__Directions__:
Exact transcription of the records is required.

__Exercise materials__:
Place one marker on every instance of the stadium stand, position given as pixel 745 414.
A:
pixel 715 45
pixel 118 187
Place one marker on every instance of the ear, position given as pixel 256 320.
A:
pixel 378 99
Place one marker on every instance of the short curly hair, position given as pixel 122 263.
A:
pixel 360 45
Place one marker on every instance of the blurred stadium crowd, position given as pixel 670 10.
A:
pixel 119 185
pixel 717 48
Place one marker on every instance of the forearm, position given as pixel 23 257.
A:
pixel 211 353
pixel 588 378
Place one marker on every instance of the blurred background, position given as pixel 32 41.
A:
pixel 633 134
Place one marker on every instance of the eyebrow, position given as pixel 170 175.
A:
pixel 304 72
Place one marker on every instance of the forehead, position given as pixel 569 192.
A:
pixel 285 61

__Solution to the exercise__:
Place one marker on every instance of the stadium stand, position given as pixel 745 414.
A:
pixel 715 45
pixel 118 187
Place one marker on every instance of the ear, position given as pixel 256 320.
A:
pixel 378 99
Place one marker on every instance of the short curly hair, position given as pixel 122 263.
A:
pixel 360 45
Place one marker on every instance of the blurred stadium crowd, position given as pixel 670 10.
A:
pixel 119 185
pixel 717 48
Place one marker on every instance of the forearm, position given as pixel 23 257.
A:
pixel 211 353
pixel 588 378
Place one marker on every instance of the blurred background, position given as pixel 32 41.
A:
pixel 633 134
Place one marker on every instance of the eyebrow, position given as pixel 170 175.
A:
pixel 304 72
Place one marker on every instance of the forehead, position given as pixel 569 192.
A:
pixel 285 61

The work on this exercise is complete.